Coordinate annotation records
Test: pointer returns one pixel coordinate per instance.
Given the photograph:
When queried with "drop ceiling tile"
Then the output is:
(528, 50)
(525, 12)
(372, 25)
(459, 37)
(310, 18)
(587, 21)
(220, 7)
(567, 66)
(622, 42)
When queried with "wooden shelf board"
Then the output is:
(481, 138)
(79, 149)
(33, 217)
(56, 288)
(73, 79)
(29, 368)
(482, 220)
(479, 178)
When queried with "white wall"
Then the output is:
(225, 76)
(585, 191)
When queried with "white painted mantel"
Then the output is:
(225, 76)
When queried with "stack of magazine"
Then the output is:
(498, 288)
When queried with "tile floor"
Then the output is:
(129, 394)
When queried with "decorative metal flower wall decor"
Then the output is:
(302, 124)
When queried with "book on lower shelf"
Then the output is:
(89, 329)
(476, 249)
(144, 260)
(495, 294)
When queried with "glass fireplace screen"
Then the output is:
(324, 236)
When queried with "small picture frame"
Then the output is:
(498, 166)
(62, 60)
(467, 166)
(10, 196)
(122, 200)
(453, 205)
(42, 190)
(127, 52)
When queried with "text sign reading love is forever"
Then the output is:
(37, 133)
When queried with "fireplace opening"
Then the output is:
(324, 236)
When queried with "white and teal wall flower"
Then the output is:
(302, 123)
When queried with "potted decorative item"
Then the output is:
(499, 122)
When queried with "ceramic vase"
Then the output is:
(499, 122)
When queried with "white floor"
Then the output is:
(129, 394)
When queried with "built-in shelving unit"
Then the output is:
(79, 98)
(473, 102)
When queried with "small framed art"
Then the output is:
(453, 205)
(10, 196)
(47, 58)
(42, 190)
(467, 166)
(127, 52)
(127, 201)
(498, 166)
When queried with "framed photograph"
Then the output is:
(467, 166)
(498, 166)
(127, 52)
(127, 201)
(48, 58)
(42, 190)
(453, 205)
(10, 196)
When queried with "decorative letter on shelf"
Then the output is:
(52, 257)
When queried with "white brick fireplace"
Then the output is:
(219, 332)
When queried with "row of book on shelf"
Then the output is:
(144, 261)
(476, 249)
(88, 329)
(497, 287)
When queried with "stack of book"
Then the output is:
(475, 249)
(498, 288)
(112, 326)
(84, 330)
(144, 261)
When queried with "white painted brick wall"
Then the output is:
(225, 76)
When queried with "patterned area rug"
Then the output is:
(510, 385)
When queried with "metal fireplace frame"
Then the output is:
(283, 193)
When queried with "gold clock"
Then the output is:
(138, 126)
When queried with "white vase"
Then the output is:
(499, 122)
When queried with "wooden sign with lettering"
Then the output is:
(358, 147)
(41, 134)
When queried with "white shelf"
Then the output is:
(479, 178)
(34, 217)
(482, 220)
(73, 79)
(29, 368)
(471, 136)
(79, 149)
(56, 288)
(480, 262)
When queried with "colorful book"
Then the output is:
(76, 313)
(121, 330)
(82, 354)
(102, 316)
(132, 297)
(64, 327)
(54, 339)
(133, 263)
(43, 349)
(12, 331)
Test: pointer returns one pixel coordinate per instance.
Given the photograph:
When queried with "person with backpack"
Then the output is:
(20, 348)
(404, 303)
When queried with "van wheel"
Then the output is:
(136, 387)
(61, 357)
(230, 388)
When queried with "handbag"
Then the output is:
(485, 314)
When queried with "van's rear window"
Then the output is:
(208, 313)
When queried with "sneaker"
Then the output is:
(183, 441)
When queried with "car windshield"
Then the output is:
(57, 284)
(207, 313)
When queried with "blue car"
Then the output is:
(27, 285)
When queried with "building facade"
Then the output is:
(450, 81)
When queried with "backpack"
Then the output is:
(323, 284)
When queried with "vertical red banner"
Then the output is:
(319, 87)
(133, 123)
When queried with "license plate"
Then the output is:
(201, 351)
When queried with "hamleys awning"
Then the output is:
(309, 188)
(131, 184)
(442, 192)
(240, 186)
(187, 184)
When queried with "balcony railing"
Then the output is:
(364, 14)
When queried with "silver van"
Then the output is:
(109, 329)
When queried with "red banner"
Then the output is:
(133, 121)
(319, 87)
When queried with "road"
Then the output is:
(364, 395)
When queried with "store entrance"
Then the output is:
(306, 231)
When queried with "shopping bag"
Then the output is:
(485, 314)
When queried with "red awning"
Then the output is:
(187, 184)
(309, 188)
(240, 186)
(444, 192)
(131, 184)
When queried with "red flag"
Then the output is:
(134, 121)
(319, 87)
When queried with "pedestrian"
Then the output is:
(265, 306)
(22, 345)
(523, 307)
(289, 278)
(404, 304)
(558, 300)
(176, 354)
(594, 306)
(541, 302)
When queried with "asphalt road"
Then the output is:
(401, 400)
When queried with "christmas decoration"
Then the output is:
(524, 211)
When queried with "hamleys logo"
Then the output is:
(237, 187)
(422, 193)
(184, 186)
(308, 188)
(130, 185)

Objective :: Print out all the entries precisely as written.

Solution to this exercise ::
Test: pointer returns one pixel coordinate per instance.
Given the photograph:
When queried with "drop ceiling tile"
Then the output is:
(528, 50)
(525, 12)
(372, 25)
(459, 37)
(310, 18)
(587, 21)
(220, 7)
(567, 66)
(622, 42)
When queried with "wooden shelf board"
Then the output is:
(481, 138)
(79, 149)
(33, 217)
(56, 288)
(73, 79)
(29, 368)
(482, 220)
(479, 178)
When queried with "white wall"
Then the output is:
(225, 76)
(585, 191)
When queried with "white painted mantel"
Then the output is:
(225, 76)
When queried with "stack of magazine"
Then the output is:
(498, 288)
When queried with "tile floor"
Then the output is:
(129, 394)
When queried with "decorative metal flower wall decor"
Then the output is:
(302, 124)
When queried with "book on lower shelf"
Then the output is:
(89, 329)
(476, 249)
(144, 260)
(495, 294)
When queried with "glass fireplace screen"
Then the output is:
(324, 236)
When queried with "small picture frame"
Then the output is:
(498, 166)
(62, 60)
(467, 166)
(10, 196)
(122, 200)
(453, 205)
(42, 190)
(127, 52)
When queried with "text sign reading love is forever"
Then the output is:
(37, 133)
When queried with "fireplace opening"
Then the output is:
(324, 236)
When queried with "white and teal wall flower"
Then the output is:
(302, 123)
When queried with "potted decorative item"
Then the output is:
(499, 122)
When queried with "ceramic vase"
Then the output is:
(499, 122)
When queried with "white floor"
Then the output is:
(129, 394)
When queried with "built-in shelving unit"
Then the output is:
(79, 98)
(473, 102)
When queried with "small framed art"
Then the output is:
(453, 205)
(10, 196)
(47, 58)
(42, 190)
(467, 166)
(127, 52)
(127, 201)
(498, 166)
When queried with "framed photograph"
Then the output is:
(467, 166)
(498, 166)
(127, 52)
(127, 201)
(48, 58)
(42, 190)
(453, 205)
(10, 196)
When queried with "decorative letter on shelf"
Then the output is:
(52, 257)
When queried with "white brick fireplace"
Then the output is:
(219, 332)
When queried with "row of book on shelf"
Then the output is:
(144, 261)
(476, 249)
(88, 329)
(497, 287)
When queried with "stack of book"
Then the output is:
(475, 249)
(498, 288)
(112, 326)
(84, 330)
(144, 261)
When queried with "white painted brick wall"
Then the output is:
(225, 76)
When queried with "patterned area rug"
Then the output is:
(510, 385)
When queried with "metal fireplace frame"
Then the output is:
(283, 193)
When queried with "gold clock"
Then the output is:
(138, 126)
When queried with "white vase"
Then the output is:
(499, 122)
When queried with "wooden sign with lettering"
Then the output is:
(358, 147)
(41, 134)
When queried with "white shelf"
Then the output is:
(479, 178)
(34, 217)
(482, 220)
(73, 79)
(29, 368)
(471, 136)
(79, 149)
(56, 288)
(480, 262)
When queried with "colorful book"
Then the output is:
(76, 313)
(121, 330)
(82, 354)
(102, 316)
(132, 297)
(64, 327)
(54, 339)
(133, 263)
(43, 349)
(12, 331)
Test: pointer returns one pixel coordinate per instance.
Given the photograph:
When queried with "person with backpack"
Then the output is:
(20, 348)
(404, 303)
When queried with "van wheel"
Then the output is:
(136, 387)
(61, 357)
(230, 388)
When queried with "handbag"
Then the output is:
(485, 314)
When queried with "van's rear window"
Then the output is:
(208, 313)
When queried with "sneaker"
Then the output is:
(183, 441)
When queried with "car windshield"
Then the output is:
(57, 284)
(207, 313)
When queried with "blue car"
Then the output is:
(27, 285)
When queried with "building facade"
Then the output is:
(450, 81)
When queried with "backpack"
Then the output is:
(323, 284)
When queried with "vertical red banner"
Then the output is:
(319, 87)
(133, 123)
When queried with "license plate"
Then the output is:
(201, 351)
When queried with "hamleys awning"
Then the output is:
(309, 188)
(131, 184)
(442, 192)
(240, 186)
(187, 184)
When queried with "balcony railing"
Then the output is:
(364, 14)
When queried with "silver van"
Then the output is:
(109, 329)
When queried with "red banner"
Then the output is:
(133, 121)
(319, 87)
When queried with "road"
Then the output is:
(364, 395)
When queried with "store entrance"
Then the output is:
(306, 231)
When queried with "shopping bag"
Then the output is:
(485, 314)
When queried with "red awning"
Then the output is:
(187, 184)
(309, 188)
(240, 186)
(444, 192)
(131, 184)
When queried with "red flag"
Then the output is:
(134, 121)
(319, 87)
When queried with "pedestrian"
Then the output is:
(265, 306)
(22, 345)
(523, 307)
(289, 278)
(404, 304)
(558, 300)
(176, 354)
(594, 306)
(541, 302)
When queried with "asphalt road"
Then the output is:
(401, 400)
When queried with "christmas decoration"
Then the output is:
(524, 211)
When queried with "hamleys logo"
Then the output is:
(237, 187)
(422, 193)
(184, 186)
(308, 188)
(130, 185)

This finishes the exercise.